**Description of the task**
Emit an exact copy of the lines running from the start of the records to the line containing "task | for every instance of the thick", both included.

-- -- --

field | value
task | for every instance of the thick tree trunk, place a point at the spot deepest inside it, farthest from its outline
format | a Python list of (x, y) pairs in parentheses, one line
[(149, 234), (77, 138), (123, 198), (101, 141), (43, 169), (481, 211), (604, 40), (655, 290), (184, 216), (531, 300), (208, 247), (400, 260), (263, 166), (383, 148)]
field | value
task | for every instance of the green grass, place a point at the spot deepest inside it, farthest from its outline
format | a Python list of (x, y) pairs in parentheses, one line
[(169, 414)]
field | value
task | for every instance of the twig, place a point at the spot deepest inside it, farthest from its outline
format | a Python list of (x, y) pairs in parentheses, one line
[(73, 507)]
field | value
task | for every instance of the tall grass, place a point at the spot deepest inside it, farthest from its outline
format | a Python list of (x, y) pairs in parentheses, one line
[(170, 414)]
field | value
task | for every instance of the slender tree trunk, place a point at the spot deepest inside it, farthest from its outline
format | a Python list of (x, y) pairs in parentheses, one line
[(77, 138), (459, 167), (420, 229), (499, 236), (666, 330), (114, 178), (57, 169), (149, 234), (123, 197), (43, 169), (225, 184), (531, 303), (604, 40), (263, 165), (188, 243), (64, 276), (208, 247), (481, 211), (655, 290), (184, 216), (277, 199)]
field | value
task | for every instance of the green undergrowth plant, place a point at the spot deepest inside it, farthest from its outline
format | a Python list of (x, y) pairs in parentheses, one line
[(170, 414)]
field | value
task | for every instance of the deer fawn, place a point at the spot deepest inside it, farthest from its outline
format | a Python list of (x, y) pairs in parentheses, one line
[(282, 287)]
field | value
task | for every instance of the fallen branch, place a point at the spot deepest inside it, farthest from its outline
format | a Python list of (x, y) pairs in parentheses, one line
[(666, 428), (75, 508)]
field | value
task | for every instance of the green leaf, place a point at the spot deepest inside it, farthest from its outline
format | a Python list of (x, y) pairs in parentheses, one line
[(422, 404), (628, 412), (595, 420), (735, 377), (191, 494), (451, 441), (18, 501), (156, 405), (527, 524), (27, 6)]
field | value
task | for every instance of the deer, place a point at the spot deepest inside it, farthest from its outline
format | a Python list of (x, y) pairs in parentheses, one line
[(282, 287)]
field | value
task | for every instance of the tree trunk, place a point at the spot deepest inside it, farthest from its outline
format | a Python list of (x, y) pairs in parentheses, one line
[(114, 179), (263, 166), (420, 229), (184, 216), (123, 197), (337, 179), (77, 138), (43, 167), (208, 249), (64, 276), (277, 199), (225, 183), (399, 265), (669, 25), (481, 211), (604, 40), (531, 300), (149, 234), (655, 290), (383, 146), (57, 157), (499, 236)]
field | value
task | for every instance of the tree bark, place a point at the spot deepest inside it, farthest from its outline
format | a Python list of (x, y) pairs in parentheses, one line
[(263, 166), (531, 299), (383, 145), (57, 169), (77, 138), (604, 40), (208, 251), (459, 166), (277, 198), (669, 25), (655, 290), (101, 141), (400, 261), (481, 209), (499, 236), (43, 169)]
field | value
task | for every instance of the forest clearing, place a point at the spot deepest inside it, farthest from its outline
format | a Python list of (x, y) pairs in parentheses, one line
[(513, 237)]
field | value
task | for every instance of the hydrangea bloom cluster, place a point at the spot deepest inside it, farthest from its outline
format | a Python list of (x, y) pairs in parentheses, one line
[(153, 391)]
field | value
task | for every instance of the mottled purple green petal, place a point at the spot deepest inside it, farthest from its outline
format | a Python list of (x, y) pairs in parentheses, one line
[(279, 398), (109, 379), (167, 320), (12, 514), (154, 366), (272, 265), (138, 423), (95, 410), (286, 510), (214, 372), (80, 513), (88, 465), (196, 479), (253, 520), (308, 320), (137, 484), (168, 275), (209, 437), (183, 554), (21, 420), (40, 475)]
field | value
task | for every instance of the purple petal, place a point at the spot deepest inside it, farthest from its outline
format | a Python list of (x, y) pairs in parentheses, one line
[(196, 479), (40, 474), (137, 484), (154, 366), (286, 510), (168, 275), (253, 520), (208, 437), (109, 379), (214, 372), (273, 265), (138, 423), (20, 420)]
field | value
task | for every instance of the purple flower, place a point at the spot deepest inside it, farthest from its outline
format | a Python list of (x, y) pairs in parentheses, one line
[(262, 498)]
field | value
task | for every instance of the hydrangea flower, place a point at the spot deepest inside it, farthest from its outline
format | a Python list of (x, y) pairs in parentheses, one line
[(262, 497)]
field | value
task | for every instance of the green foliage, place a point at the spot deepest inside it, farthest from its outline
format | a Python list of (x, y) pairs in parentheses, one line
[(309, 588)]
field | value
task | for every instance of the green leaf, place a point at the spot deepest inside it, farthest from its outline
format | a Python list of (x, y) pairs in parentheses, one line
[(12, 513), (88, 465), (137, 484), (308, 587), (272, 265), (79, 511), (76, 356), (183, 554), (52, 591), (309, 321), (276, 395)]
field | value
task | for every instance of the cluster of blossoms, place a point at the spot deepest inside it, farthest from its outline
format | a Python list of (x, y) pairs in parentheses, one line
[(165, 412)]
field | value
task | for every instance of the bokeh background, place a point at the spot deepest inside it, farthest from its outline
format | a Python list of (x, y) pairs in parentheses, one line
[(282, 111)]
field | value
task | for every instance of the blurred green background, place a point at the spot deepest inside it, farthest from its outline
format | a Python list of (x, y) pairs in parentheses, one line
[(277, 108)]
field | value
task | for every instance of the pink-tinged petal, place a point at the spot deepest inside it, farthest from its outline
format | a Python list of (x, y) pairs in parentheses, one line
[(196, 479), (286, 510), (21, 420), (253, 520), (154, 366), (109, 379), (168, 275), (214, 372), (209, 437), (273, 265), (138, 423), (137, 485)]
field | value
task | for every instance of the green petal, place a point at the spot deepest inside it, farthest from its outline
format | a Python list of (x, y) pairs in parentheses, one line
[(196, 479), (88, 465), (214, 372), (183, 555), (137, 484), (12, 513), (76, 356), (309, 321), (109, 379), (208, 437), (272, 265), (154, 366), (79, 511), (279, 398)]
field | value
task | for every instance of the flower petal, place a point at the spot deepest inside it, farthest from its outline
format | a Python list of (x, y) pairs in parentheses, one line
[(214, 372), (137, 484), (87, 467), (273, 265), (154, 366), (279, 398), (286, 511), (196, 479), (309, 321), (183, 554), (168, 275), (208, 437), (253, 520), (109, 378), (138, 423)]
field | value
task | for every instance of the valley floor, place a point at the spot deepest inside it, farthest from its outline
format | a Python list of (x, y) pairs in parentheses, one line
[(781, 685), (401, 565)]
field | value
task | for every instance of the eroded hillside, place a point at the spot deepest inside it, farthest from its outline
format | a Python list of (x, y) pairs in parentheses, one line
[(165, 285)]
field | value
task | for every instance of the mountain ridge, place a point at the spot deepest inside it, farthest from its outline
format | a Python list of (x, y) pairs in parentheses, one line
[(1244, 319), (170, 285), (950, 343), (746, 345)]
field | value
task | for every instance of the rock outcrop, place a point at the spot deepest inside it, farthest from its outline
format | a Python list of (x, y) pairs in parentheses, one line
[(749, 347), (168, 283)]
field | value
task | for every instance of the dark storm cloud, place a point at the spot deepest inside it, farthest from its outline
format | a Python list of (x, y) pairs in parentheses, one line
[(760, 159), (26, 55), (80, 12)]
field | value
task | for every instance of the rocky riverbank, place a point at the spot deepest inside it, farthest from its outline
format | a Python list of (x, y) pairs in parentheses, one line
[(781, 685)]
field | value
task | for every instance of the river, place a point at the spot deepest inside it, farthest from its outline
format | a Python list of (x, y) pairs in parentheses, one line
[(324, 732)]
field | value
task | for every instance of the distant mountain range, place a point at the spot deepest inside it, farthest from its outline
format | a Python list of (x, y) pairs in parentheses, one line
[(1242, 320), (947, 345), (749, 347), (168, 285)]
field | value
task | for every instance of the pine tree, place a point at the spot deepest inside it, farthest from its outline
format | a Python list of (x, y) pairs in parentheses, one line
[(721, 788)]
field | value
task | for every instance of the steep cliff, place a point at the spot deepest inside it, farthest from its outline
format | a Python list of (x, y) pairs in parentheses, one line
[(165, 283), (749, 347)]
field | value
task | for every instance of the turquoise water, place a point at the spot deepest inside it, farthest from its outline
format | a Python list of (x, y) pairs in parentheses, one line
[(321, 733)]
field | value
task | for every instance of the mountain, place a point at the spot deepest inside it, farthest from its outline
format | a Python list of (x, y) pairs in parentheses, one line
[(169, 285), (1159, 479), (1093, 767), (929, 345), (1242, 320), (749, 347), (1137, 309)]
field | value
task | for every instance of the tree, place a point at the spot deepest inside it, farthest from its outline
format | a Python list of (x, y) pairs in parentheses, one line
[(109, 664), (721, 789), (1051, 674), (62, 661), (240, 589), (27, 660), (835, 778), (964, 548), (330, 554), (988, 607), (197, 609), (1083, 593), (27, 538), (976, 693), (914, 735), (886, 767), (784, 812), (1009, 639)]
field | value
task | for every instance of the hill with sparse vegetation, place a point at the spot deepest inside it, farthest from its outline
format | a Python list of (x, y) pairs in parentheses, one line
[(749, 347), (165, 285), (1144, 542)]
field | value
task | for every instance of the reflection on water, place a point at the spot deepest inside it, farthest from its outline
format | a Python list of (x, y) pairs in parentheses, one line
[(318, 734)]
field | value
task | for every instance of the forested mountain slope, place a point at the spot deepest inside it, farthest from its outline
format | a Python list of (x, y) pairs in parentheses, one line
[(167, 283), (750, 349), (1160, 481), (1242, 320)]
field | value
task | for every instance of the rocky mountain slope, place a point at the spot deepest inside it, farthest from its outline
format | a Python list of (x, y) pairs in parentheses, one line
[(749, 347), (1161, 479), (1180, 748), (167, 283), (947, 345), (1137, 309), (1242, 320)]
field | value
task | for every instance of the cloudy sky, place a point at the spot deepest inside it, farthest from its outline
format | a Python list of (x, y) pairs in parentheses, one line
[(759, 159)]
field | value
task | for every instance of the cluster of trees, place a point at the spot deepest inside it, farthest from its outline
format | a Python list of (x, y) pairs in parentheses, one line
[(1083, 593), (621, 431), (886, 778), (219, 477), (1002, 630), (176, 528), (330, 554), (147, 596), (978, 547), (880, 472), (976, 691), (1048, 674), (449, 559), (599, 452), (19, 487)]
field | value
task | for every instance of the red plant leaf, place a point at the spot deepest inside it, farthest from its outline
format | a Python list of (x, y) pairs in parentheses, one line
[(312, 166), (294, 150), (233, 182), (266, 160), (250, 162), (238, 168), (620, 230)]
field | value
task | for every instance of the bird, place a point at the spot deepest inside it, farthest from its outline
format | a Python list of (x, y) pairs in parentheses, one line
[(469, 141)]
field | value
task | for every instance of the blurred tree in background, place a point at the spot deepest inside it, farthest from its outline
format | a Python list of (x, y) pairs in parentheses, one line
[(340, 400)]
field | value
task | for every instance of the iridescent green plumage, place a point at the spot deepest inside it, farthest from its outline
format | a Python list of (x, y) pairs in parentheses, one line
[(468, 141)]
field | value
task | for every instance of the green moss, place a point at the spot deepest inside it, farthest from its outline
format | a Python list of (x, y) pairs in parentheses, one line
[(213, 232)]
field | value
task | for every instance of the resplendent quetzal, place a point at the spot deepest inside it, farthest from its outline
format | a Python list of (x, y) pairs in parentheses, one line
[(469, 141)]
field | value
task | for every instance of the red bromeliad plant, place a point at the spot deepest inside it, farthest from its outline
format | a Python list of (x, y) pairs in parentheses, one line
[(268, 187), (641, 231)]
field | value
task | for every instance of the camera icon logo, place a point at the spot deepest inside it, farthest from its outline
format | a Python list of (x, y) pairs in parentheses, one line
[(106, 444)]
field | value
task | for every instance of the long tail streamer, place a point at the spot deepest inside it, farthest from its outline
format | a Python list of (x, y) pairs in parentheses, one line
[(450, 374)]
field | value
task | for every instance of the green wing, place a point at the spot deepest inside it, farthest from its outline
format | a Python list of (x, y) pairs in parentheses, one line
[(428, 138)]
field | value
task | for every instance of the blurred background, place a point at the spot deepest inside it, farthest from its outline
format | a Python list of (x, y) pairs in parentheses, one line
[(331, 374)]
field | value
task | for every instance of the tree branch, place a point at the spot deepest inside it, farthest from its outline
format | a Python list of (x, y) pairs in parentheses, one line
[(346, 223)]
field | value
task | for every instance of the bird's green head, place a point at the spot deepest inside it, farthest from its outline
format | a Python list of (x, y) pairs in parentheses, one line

-- -- --

**Response to this task**
field | value
task | for every instance of the thick tree trunk, place a point at the spot deepest inside it, farthest from its outline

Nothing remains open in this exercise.